### WHAT THE TASK REQUIRES
Copy out the entries below precisely; nothing is to be omitted.

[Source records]
- - -

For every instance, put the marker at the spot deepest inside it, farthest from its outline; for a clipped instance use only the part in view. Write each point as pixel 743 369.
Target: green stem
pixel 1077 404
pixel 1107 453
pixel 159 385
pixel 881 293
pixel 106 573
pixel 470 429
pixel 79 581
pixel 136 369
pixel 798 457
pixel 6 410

- - -

### WRITTEN SOLUTION
For every instance, put the marker at the spot deepest inside it, farthest from its outline; for a clipped instance use only the part in view. Write each point as pixel 743 369.
Target: green stem
pixel 1077 404
pixel 1107 453
pixel 159 385
pixel 881 293
pixel 106 573
pixel 470 429
pixel 79 581
pixel 136 369
pixel 798 457
pixel 6 410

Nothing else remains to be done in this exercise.